>> begin EXTRACTED ENTRIES

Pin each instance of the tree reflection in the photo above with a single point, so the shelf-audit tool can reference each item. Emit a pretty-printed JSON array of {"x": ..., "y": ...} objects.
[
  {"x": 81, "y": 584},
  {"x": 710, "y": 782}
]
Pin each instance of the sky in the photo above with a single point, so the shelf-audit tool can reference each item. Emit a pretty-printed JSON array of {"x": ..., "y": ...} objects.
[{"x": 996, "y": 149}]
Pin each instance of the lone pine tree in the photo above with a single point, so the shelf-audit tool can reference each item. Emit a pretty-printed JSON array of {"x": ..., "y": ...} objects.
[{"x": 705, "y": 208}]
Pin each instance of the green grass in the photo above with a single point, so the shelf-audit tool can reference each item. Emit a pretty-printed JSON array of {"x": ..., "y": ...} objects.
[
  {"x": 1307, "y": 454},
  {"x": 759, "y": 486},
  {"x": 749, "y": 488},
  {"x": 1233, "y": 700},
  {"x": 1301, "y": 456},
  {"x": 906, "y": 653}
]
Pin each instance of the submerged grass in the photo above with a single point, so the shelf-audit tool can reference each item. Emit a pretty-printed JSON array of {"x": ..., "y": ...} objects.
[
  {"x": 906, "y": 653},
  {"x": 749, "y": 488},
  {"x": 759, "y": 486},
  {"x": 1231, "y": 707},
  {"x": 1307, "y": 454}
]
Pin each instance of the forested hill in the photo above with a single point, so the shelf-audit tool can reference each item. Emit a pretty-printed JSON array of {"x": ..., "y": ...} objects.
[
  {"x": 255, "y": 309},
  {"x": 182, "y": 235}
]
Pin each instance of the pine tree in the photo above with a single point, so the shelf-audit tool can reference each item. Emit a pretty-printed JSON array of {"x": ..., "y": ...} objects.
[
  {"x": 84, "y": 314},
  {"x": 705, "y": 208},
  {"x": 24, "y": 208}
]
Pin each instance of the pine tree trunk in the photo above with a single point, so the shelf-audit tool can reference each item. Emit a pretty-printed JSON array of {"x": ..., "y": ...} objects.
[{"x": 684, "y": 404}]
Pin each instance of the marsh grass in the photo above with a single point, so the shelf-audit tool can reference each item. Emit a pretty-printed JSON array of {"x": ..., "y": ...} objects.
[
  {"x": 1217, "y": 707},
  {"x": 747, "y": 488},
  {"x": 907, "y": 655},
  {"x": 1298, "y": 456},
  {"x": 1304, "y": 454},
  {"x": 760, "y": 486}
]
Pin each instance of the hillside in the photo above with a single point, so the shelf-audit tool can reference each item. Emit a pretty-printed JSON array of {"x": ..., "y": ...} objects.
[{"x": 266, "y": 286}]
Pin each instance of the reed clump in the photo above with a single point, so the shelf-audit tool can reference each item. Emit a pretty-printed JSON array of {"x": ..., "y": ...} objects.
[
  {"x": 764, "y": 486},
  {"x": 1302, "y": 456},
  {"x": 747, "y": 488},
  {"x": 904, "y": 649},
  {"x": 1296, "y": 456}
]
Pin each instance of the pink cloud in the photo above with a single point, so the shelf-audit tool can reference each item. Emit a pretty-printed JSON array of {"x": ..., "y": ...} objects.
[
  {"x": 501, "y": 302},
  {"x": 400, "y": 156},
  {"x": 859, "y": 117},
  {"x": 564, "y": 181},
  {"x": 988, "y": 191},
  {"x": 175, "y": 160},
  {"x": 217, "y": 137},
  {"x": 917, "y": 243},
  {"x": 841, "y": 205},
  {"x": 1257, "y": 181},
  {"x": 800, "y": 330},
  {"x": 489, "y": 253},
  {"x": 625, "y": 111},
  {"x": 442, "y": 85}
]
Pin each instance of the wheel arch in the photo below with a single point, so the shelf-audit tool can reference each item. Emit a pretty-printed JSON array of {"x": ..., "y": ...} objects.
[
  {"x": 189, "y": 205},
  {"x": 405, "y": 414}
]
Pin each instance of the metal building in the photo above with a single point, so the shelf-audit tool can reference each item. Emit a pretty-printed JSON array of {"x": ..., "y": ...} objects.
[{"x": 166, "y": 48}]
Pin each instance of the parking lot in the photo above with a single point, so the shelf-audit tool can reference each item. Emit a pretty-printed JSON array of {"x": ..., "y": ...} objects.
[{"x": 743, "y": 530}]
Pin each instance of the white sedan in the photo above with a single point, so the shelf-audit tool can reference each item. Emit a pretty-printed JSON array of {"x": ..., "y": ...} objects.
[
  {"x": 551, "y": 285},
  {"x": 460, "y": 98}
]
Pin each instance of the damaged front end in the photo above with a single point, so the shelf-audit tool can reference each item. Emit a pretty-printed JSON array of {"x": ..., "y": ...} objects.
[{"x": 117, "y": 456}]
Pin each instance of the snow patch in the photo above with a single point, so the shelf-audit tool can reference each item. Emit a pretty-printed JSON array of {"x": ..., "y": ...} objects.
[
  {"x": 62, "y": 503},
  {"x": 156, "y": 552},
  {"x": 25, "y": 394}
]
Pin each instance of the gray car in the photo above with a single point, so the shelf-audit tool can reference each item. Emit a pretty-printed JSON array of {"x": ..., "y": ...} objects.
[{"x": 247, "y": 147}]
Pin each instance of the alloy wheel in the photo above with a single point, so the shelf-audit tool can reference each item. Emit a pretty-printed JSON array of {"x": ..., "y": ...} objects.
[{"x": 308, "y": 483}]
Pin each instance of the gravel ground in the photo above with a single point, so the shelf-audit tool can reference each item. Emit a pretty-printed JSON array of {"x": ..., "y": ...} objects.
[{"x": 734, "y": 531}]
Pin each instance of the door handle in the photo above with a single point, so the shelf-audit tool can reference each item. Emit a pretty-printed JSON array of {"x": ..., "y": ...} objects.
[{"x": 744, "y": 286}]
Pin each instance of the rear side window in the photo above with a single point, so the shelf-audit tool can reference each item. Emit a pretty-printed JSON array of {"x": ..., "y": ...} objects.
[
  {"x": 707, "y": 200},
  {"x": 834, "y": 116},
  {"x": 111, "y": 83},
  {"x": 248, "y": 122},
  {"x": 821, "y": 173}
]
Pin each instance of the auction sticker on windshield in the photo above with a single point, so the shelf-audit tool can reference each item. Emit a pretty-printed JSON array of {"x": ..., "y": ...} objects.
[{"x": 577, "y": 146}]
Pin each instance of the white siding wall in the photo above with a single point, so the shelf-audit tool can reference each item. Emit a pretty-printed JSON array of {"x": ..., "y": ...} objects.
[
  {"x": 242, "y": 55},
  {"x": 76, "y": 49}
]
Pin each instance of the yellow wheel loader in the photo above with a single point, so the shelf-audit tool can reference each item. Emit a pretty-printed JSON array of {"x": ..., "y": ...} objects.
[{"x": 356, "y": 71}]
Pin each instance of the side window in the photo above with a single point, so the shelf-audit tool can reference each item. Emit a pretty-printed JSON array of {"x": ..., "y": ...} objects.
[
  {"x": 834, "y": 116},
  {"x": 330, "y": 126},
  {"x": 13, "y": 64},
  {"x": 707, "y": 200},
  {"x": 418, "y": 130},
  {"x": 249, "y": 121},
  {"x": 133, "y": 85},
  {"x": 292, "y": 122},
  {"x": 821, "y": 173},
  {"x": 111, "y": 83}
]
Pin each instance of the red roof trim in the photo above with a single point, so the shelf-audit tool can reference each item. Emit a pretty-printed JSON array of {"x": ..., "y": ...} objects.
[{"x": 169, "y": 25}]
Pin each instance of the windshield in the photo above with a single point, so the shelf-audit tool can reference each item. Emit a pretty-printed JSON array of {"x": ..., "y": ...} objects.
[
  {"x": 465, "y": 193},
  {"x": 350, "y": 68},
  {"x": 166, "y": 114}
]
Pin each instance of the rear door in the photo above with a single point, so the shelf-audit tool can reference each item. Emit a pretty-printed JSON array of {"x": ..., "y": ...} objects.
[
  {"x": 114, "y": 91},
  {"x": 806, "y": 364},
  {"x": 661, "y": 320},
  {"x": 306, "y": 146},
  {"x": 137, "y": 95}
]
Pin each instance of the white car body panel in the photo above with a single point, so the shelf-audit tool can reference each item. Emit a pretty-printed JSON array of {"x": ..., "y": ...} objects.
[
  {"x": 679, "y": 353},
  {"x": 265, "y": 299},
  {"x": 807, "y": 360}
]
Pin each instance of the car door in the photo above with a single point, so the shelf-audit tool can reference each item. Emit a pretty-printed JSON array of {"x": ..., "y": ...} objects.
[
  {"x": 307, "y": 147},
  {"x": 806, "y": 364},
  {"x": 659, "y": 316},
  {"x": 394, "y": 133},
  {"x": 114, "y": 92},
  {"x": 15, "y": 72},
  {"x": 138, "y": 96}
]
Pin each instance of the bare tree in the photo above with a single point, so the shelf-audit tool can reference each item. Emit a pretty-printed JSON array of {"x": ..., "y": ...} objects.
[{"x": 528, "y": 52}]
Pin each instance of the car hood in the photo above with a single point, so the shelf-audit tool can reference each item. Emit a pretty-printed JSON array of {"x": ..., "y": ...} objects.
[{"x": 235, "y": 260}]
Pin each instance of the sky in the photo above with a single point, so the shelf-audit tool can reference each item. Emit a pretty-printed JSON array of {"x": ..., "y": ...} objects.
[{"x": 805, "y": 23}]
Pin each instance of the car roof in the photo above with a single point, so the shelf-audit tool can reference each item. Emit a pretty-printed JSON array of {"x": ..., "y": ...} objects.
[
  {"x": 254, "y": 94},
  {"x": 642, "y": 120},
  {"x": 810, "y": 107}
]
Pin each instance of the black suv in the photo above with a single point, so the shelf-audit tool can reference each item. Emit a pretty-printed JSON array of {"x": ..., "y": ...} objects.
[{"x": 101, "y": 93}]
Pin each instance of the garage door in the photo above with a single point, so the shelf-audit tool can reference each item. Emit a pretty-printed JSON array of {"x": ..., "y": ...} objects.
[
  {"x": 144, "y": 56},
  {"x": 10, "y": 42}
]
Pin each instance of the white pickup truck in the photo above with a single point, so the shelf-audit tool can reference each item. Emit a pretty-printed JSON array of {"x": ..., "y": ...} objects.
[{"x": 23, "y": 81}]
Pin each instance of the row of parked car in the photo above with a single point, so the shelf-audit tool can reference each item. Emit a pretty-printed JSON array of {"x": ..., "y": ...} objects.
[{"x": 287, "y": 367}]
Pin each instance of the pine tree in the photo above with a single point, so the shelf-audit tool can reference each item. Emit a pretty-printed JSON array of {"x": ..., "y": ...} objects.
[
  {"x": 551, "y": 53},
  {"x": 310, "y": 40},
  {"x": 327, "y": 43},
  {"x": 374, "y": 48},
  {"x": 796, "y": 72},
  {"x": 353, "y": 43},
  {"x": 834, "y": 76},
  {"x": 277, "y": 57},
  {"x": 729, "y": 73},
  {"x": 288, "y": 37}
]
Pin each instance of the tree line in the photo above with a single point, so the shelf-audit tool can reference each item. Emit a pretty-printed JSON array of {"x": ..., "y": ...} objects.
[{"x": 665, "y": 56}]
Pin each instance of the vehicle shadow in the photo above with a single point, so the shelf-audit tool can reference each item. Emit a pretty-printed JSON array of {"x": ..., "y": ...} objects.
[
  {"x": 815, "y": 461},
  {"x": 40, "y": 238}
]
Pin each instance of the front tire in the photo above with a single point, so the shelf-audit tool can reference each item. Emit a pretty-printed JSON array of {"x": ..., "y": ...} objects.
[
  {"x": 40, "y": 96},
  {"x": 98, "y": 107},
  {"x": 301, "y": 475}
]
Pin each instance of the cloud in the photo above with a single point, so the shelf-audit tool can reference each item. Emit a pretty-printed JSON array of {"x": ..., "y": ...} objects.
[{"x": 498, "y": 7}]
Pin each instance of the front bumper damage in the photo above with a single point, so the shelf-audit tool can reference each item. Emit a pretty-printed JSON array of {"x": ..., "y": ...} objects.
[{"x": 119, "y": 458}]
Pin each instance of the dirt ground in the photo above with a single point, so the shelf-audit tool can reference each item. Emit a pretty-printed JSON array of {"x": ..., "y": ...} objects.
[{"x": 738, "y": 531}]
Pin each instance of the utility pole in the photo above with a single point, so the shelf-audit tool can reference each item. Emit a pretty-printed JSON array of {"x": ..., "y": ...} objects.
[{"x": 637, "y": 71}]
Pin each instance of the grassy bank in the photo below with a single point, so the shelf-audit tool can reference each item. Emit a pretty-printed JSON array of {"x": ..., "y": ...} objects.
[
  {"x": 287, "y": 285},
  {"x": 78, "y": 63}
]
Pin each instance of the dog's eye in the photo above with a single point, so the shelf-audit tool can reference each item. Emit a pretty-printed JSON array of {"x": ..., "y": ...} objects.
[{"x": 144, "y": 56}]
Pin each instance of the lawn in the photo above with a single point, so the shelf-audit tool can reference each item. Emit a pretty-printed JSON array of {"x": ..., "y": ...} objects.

>> end EXTRACTED ENTRIES

TASK STATEMENT: Copy the stretch of the records from the line containing "Pin each instance of the dog's" through the end of the records, unchanged and with both ends included.

WRITTEN SOLUTION:
Pin each instance of the dog's eye in the photo above with a single point, so the shelf-audit tool can reference each item. Emit a pretty-printed JSON array of {"x": ..., "y": ...} objects.
[{"x": 144, "y": 56}]
Pin each instance of the lawn in the photo above with a single point, so the shelf-audit tool can reference each item. Emit a pretty-printed JSON array of {"x": ..., "y": ...} objects.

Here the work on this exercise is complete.